-- Start GIVEN DATA --

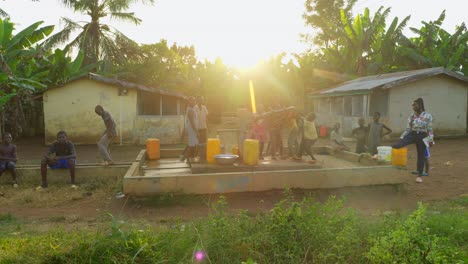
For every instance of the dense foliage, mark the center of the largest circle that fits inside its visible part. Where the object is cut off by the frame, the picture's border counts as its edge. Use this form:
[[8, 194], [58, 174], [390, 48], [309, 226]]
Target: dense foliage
[[292, 232], [343, 46]]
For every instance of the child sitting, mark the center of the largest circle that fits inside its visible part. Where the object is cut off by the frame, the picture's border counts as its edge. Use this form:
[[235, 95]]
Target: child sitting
[[361, 135], [308, 139], [336, 139]]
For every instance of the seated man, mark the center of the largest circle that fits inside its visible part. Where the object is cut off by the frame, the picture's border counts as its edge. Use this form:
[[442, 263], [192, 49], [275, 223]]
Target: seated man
[[65, 156], [8, 157], [336, 139]]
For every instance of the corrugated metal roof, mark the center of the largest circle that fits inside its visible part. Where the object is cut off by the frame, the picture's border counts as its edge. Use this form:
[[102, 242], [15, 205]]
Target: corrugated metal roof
[[124, 84], [365, 84], [129, 85]]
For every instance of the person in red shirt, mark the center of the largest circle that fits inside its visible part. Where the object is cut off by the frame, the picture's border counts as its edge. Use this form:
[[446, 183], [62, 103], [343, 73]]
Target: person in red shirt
[[61, 155]]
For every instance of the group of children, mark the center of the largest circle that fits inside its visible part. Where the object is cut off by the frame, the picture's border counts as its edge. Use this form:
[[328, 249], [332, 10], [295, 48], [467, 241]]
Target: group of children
[[268, 127], [368, 138], [61, 153]]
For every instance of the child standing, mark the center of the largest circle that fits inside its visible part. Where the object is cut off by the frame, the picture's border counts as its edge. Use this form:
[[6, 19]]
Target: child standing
[[361, 135], [8, 157], [336, 139], [293, 132], [376, 134], [259, 132], [308, 139]]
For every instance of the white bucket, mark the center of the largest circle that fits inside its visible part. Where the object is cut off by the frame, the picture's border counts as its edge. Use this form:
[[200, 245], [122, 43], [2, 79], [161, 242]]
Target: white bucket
[[384, 153]]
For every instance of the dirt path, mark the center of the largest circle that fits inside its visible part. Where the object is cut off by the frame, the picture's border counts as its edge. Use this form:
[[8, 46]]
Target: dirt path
[[448, 179]]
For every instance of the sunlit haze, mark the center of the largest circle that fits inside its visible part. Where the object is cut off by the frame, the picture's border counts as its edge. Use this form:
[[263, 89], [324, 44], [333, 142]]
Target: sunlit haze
[[239, 32]]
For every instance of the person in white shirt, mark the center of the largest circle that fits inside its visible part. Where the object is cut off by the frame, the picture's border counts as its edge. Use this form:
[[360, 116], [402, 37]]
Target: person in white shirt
[[202, 113]]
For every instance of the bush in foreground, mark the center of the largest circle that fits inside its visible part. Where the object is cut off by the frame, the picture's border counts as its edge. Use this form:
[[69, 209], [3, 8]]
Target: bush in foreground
[[292, 232]]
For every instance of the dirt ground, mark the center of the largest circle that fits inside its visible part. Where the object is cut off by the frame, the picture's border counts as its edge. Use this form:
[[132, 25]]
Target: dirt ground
[[84, 207]]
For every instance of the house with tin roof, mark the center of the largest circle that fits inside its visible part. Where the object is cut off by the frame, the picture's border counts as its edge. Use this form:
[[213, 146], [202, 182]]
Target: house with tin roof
[[445, 95], [140, 112]]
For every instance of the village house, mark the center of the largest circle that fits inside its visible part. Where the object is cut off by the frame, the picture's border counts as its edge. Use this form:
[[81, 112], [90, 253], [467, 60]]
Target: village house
[[140, 112], [445, 95]]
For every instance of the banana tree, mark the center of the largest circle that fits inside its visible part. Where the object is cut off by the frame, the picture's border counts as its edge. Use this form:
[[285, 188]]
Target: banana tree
[[19, 76], [97, 39], [62, 69], [434, 46], [365, 45]]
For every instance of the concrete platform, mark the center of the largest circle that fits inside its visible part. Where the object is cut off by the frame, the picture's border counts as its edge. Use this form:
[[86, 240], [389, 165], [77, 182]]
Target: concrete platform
[[31, 174], [335, 169]]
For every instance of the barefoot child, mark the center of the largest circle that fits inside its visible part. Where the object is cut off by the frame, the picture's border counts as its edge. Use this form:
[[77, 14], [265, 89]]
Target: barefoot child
[[8, 157], [361, 135], [108, 136], [308, 139], [259, 132], [376, 134], [336, 139], [61, 155]]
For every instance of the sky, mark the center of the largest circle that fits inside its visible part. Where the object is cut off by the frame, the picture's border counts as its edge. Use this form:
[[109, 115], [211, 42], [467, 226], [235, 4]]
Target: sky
[[240, 32]]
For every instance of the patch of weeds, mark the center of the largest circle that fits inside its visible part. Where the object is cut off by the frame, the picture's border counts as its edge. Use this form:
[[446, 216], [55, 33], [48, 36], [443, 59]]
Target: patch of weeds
[[6, 219], [27, 199], [57, 219], [169, 199]]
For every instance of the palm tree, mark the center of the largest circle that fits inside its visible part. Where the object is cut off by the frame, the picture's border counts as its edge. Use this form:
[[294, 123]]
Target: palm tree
[[97, 40]]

-- End GIVEN DATA --

• [REQUIRED TASK] Substitute "biggest circle" for "largest circle" everywhere in the items above and write all of them out again with nothing else changed. Leave the pictures out.

• [OUTPUT FOR THIS TASK]
For every instance of the dense foliage, mark the center of the biggest circle that fits inside its visible part. Where the object is cut off by the frame, the picture's border counts as its edge. Use this form:
[[8, 194], [58, 174], [390, 48], [309, 226]]
Target: dense foliage
[[292, 232], [343, 46]]
For every instance of the child sitting, mark the center of the biggest circle that fits inside its visible part. Where the object is cut off by the frame, the picture's border counts as its edge. Use this form:
[[235, 95]]
Target: child sitting
[[361, 135], [308, 139], [336, 139]]
For every instance of the seated man, mark the center of the biggest circle that fits inside its visible part. Where the object is cut off by the frame, the picture's border counts as its edge. Use this form:
[[442, 263], [192, 49], [275, 223]]
Target: seated man
[[65, 156], [8, 157], [336, 139]]
For every instance of the corrugated metal roof, mark the center of the biggest circle that fits inside its visible part. Where the object is cut off by the frame, the picture's border counts as its edge. Use this form:
[[102, 242], [15, 205]]
Target: corrugated metal roof
[[124, 84], [365, 84], [129, 85]]
For every instance of the person in red shirt, mark the center of the biggest circle that fits inside its visible part. Where the object is cut off by the frame, the picture's border counts as its edge. Use this form:
[[446, 183], [62, 103], [343, 73]]
Target: person in red shirt
[[61, 155]]
For every instance of the group of children, mark the center of the biggest circle that fits inside its visible part. Where the object is cut off by the frame, the picture's border counts as its edge. Use this form:
[[328, 249], [332, 10], [295, 48], [467, 241]]
Target: group of children
[[268, 127], [368, 138], [61, 153]]
For every instance of the child standing, mark the center of the biggest circle that fits inside its visible part. Where the object is cut off by the frame, the picture's border counts as its edge. Use this form:
[[6, 19]]
Target: child standing
[[361, 135], [8, 157], [336, 139], [293, 132], [376, 134], [259, 132], [308, 139]]
For every instance of the white bucket, mark the center of the biggest circle that fits inside its visible part. Where the object is cut off by the frame, the picture's border counts as its edge. Use this form:
[[200, 245], [122, 43], [2, 79], [161, 242]]
Target: white bucket
[[384, 153]]
For every instance of the dirt path, mark the center of the biggest circle that fits inside its visible part. Where the object is cut off by the frame, the picture's border counts as its edge. Use this form:
[[8, 46]]
Target: dirt path
[[448, 179]]
For every instance of the sunlit haze, mark the center of the biggest circle that fits inside its visible part. Where the object is cut off by the frame, the picture's border counts as its edge. Use this form:
[[263, 89], [324, 44], [333, 142]]
Target: sunlit haze
[[239, 32]]
For every instance of the person in white shirt, mark the center of the biggest circle that fits inside its visible part. Where the object is cut off by the frame, the picture's border counts as its edge. Use this form:
[[360, 116], [402, 37]]
Target: person in white shirt
[[202, 113]]
For every instance of the bush in foreground, mark the center of the biggest circle that fits inside its visible part. Where the object is cut off by the frame, the picture's border counts as its edge. Use this form:
[[69, 209], [3, 8]]
Target: bush in foreground
[[292, 232]]
For every instance of the dirt ground, mark the center of the biggest circle that fits inside its visible part. Where the object is cut off by the frame, the picture's border counts as its edge. Use this form:
[[132, 25]]
Target: dirt ground
[[84, 207]]
For every instance of the house with tin roof, mark the center of the biggest circle that fits inside its visible part. Where the object is cut off by the frame, the picture's border counts as its edge. Use this form:
[[213, 146], [202, 182]]
Target: house with tin roof
[[445, 95], [140, 112]]
For every instance of the village house, mark the center of the biggest circle that fits inside its visible part. Where the object is cut off by the frame, the picture's border counts as its edge. Use this form:
[[81, 112], [90, 253], [467, 60]]
Target: village house
[[140, 112], [445, 95]]
For every instance of the banana tree, mark the center of the biggest circle that fits inside its visible part. Where the object is cut off by the frame, the picture's border counts as its edge. Use this form:
[[285, 188]]
Target: banana tree
[[19, 76], [97, 39], [62, 69], [434, 46], [365, 45]]
For every instance of the concrete platform, mark the center of the biggest circle that fits inside its visible part. Where the object is cut off by the frame, the picture's border counts as its edge. Use this form:
[[86, 240], [389, 165], [77, 182]]
Target: concrete platform
[[31, 174], [335, 169]]
For every instance of the barefoot child, mark the center of the biggest circle that fits inside its visible part. Where the object is cut off by the frame, the picture's border counts as its edge. Use this form:
[[77, 14], [265, 89]]
Target: barefoot child
[[8, 157], [361, 135], [108, 136], [308, 139], [259, 132], [376, 134], [336, 139], [61, 155]]
For every instance of the sky, mark the center of the biggest circle that fits inside its visible part. Where the object is cut off by the frame, the picture's border counts as its edge. Use this form:
[[109, 115], [211, 42], [467, 226], [235, 4]]
Target: sky
[[240, 32]]
For every instance of the patch of weeds, mark the center of the biggest circle that fits inside its visible part. Where the object is cut off by the frame, the picture's border counts as its edge. Use this form:
[[446, 216], [55, 33], [48, 36], [443, 59]]
Target: patch of weeds
[[6, 219], [27, 199], [57, 219], [169, 199]]
For every instance of the palm tree, mark the center of the biggest circle that fits inside its visible part. Where the object is cut off by the frame, the picture's border counts as its edge. Use this form:
[[294, 123]]
Target: palm tree
[[97, 40]]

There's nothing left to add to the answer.